• [Problem requirements] Revise the material below by replacing every occurrence of "For the benchmark" with "For the test set", leaving all other text unchanged.

• [Record list]
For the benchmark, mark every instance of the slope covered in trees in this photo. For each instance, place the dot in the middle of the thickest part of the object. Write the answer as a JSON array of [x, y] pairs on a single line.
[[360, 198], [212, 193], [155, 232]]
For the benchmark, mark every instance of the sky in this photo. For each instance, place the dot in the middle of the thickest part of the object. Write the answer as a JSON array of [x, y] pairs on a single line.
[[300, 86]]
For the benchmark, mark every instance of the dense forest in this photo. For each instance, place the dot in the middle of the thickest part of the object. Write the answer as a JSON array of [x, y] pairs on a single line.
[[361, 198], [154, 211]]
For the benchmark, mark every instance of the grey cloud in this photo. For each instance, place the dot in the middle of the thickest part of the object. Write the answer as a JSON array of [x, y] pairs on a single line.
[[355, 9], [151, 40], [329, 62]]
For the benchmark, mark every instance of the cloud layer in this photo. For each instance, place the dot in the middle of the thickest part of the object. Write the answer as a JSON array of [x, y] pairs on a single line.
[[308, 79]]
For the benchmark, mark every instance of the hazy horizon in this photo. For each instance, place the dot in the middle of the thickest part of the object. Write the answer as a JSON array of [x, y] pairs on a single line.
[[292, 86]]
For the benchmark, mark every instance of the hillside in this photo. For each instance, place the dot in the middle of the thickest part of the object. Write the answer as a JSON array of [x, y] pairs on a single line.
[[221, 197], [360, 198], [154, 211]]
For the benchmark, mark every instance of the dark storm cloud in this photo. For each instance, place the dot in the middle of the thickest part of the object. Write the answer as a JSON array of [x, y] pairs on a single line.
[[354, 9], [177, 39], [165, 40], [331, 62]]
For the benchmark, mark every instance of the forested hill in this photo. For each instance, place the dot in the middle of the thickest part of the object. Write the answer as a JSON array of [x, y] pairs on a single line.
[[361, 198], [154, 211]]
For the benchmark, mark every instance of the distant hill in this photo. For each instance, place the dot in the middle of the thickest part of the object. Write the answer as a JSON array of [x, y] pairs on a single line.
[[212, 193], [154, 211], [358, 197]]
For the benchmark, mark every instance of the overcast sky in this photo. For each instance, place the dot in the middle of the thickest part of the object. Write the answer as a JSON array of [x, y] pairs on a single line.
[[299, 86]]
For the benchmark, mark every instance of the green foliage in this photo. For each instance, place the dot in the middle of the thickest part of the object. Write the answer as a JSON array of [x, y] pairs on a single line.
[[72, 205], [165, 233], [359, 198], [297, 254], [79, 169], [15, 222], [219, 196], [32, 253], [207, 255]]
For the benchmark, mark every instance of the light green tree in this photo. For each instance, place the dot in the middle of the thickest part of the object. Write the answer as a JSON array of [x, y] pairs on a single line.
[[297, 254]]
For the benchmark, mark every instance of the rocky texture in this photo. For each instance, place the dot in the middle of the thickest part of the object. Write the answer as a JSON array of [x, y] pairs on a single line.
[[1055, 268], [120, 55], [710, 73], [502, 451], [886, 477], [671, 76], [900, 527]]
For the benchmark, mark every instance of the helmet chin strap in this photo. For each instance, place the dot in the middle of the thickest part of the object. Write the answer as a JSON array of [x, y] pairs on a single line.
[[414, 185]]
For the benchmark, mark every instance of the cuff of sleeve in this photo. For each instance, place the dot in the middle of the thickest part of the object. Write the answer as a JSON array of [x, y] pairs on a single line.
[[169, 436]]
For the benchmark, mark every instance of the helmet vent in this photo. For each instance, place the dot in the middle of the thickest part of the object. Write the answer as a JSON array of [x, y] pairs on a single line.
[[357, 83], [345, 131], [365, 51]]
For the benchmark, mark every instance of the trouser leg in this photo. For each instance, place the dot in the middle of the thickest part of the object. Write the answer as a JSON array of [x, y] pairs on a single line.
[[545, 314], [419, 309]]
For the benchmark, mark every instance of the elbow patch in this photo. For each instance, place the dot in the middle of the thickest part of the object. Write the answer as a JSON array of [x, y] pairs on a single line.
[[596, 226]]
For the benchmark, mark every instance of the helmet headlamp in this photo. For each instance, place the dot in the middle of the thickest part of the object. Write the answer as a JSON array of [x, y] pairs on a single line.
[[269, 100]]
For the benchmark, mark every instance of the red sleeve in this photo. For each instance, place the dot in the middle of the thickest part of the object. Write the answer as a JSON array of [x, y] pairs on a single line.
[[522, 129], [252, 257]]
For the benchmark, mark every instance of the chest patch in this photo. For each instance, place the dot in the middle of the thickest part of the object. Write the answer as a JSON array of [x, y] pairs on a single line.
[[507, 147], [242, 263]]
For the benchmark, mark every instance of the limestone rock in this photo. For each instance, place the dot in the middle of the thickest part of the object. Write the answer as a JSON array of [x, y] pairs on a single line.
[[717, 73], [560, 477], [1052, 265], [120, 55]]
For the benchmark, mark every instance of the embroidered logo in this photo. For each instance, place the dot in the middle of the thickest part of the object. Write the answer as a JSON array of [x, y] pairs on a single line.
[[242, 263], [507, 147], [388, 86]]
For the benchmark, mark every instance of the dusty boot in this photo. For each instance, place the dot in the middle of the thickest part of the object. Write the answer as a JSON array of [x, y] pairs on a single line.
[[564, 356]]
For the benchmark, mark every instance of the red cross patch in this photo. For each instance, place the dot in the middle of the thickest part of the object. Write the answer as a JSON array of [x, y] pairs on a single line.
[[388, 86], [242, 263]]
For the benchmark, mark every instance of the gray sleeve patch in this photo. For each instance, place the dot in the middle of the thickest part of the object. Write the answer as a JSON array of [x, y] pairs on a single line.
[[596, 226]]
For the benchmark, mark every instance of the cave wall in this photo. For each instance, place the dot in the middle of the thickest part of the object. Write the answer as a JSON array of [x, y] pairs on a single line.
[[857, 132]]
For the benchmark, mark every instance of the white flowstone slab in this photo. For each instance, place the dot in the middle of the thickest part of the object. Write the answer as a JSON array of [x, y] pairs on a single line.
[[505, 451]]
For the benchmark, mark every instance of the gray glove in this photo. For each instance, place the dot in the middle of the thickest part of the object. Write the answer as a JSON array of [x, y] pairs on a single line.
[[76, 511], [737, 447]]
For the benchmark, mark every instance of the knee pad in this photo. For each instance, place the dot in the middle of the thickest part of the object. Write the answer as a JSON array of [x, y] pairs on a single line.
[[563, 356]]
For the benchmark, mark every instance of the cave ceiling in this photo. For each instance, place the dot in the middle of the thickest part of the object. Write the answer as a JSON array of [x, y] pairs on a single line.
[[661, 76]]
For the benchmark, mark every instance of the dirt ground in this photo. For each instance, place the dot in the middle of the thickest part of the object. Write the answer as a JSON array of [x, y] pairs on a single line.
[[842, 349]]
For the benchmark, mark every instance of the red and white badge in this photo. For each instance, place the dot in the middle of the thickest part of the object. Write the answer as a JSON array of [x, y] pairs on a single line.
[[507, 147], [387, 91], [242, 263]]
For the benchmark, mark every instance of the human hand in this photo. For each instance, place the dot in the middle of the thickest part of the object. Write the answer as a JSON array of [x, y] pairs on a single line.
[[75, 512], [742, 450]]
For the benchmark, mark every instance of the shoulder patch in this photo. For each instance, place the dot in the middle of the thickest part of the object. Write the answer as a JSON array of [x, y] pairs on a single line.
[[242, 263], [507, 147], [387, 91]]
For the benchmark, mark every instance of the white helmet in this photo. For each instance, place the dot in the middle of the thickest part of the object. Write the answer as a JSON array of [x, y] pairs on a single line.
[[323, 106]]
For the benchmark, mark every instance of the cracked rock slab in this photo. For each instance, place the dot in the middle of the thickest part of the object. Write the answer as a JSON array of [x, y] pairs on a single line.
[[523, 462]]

• [Expected answer]
For the test set, mark every instance of the slope covered in trees in this photo. For each instance, place the dot in the middle of the thickest part of the object. Write the answer as a JSON array of [x, y] pairs on a single line.
[[360, 198], [212, 193], [155, 232]]
For the test set, mark every instance of the sky in this photo. For each instance, place the dot in the middle of the thickest part of the object. Write the answer as a JSON array of [x, y] pairs on a single line.
[[300, 86]]
For the test set, mark every instance of the dense forest in this photo. For each instance, place the dot in the middle of the thickest part of the object. Write the answer as a JSON array of [x, y] pairs on a single line.
[[361, 198], [154, 211]]
For the test set, mark every instance of the grey cloud in this photo. For each instance, place the dot in the middle of the thickest part of the object. Write the answer as a JSON array of [x, y] pairs on a single line.
[[355, 9], [151, 40], [329, 62]]
For the test set, mark every instance of the cloud layer in this photo. For each instance, place the dot in the middle of the thickest part of the object. Write the answer as a JSON array of [x, y] pairs on a single line.
[[308, 79]]
For the test set, mark every instance of the hazy horizon in this photo. For each instance, place the dot in the middle of the thickest part of the object. Write the answer as a JSON array of [x, y] pairs on a single line.
[[292, 86]]
For the test set, mark every instance of the hillside in this photo. For each instance, place the dot in the middle of the thickest part of the object. Write the answer as a JSON array of [x, y] pairs on a single line.
[[221, 197], [360, 198], [154, 211]]
For the test set, mark every instance of the dark storm cloud in this photo. For each instance, place the dot in the middle of the thickest part of the object. Write the answer as a JSON array of [x, y] pairs on a single line.
[[354, 9], [177, 39], [165, 40], [331, 62]]
For the test set, mark every instance of the forested hill in this photo. For each instance, place the dot in the middle of the thickest part of the object. Write the answer as a JSON array of [x, y] pairs on a single line.
[[361, 198], [154, 211]]
For the test set, mark every instance of the distant hill in this photo. For each instance, place the dot in the middle of the thickest part of the object. Write the answer as a JSON array of [x, y] pairs on a single line.
[[212, 193], [154, 211], [358, 197]]
For the test set, mark every instance of the overcast sky in this photo. For each instance, place the dot in the middle of the thickest part of the object. Write the answer as a JSON array of [x, y] pairs on a single line.
[[299, 86]]
For the test set, mark every instance of the green foliage in this photo. For each instance, place the dot in the middle of the thickest part of the object. Write the answer as a JSON array of [x, y] pairs on a single line.
[[72, 205], [165, 233], [359, 198], [297, 254], [79, 169], [15, 222], [219, 196], [32, 253], [207, 255]]
For the test set, mark every instance of the light green tree in this photo. For each instance, place the dot in the middle of the thickest part of the object. Write the answer as a JSON array of [x, y] pairs on a single line.
[[297, 254]]
For the test set, mark every instance of the rocky texture in this photo. For each instance, place the dot in the middle of the thickest part of the object. Write the answer as a JSON array of [x, y] pairs on a single line.
[[1055, 268], [120, 55], [710, 73], [502, 451], [886, 477], [671, 76], [900, 527]]
For the test set, mark every instance of the helmet chin strap in this photo. For each instance, place the dot in the middle of the thickest part of the object. Write the answer as a JSON array of [x, y] pairs on a single line.
[[414, 185]]
For the test set, mark every instance of the cuff of sleeve in this photo. For each instance, place the dot in the middle of the thickest part of the object. Write the answer as a JSON array of [x, y] pairs on a single line.
[[169, 436]]
For the test set, mark every instance of the helmet vent in this photo. For each instance, place the dot in the middle of the thickest part of the object. Write the answer as a JSON array of [x, y] pairs on a single line.
[[357, 83], [345, 131], [365, 51]]
For the test set, mark every instance of the trouser leg in this photo. For each instance, place the dot in the middle of the thickest part of the object. Write the answer as a JSON array of [x, y] pairs on a single line.
[[545, 314], [419, 309]]
For the test set, mark every instance of the elbow patch in this photo. For each instance, place the dot in the middle of the thickest part of the object. Write the answer as a JSON array of [x, y] pairs on a single line.
[[596, 226]]
For the test set, mark every instance of the helmet headlamp in this photo. For each instance, place the dot in the middle of the thickest part of the object. Write the answer as a JSON array of [x, y] pairs on a single line.
[[269, 100]]
For the test set, mark every instance of the red sleeve in this photo. For each instance, place the dot in the middle of the thickest part of the object. Write the answer as a JSON array of [x, y] pairs on a single line.
[[522, 129], [252, 257]]
For the test set, mark every instance of the chest patch in this photo. For each instance, place the dot in the middle of the thickest part of the object. Write the answer as a JSON array of [x, y] pairs on a single line.
[[507, 147], [242, 263]]
For the test set, mark every instance of the limestone rock in this photo. For each instance, place the dot in the middle of the thickest part of the object. Write the answer as a JSON array of [x, y] pairs on a single line.
[[717, 73], [560, 477], [1052, 265], [120, 55]]
For the test set, mark every instance of the embroidered logo in this photo. For each instance, place the dot in the middle of the thickest part of the object. Write the answer as a JSON array of [x, y] pairs on a single line.
[[242, 263], [507, 147], [388, 86]]
For the test set, mark every instance of the dusty boot in this photo. For each instance, place the dot in the middle of the thickest part of the object. Write the answer as a JSON array of [x, y] pairs on a single line.
[[564, 356]]
For the test set, mark every instance of the red cross patch in this photo. For each instance, place the dot in the middle of the thickest part of the object. Write the answer as a JSON array of [x, y] pairs on a single line.
[[388, 86], [242, 263]]
For the test set, mark every instance of the gray sleeve patch in this photo. For each instance, place the dot in the middle of the thickest part of the object. Write the answer as a JSON array of [x, y] pairs on a single line.
[[596, 226]]
For the test set, mark every instance of the cave wall in this photo. For each instance, place the dot in the middle of the thickest part of the object. Write the answer as a JSON array of [x, y] pairs on a single line.
[[857, 132]]
For the test set, mark every instance of the white flowstone slab in this photo. For each instance, place the dot in the middle of the thickest part of the object. Write the answer as a JSON array of [x, y] pairs on a single line.
[[505, 451]]
For the test set, mark every instance of the gray glove in this photo. For each instance, place the dot in the middle of the thickest part of the object. Write the answer as a JSON array of [x, y] pairs on a single line.
[[76, 511], [737, 447]]
For the test set, mark every instance of the knee pad in this photo. For each instance, place the dot in the middle of the thickest part of the object. Write the answer as a JSON array of [x, y] pairs on a single line.
[[563, 356]]
For the test set, mark every instance of the cave ceiling in this photo. For each instance, place the dot in the middle of the thickest part of the object. Write the answer as a JSON array of [x, y] pairs on a single line.
[[661, 76]]
For the test set, mark every instance of the dirt ground in this photo. For each instance, place the dot in the middle of the thickest part of the object. Write the answer as a JSON array of [x, y] pairs on a single line.
[[842, 349]]
For the test set, mark every instance of the red and white badge in this photo. For each instance, place the dot in the middle of the thickest part of the object. Write the answer as a JSON array of [x, y] pairs on a single line.
[[507, 147], [387, 91], [242, 263]]
For the test set, mark every instance of the human hand in this photo. For each instance, place the dot in the middle of the thickest part of the object. Write the answer as a JSON array of [x, y] pairs on a single line.
[[75, 512], [742, 450]]
For the test set, mark every instance of the shoulder patch in this photo. For each instance, place the dot in the middle of the thickest part of the object. Write the answer as a JSON array of [x, y] pairs on a single line.
[[242, 263], [507, 147], [387, 91]]
For the test set, mark every instance of the white helmet in this photo. For each instance, place the dot in the middle of the thickest part of the object. Write the answer as a JSON array of [x, y] pairs on a single line.
[[323, 106]]
For the test set, mark every instance of the cracked rock slab in this photo. For each instance, place the dot in the middle of the thickest part of the object. Write the answer as a JSON array of [x, y] pairs on a single line.
[[523, 462]]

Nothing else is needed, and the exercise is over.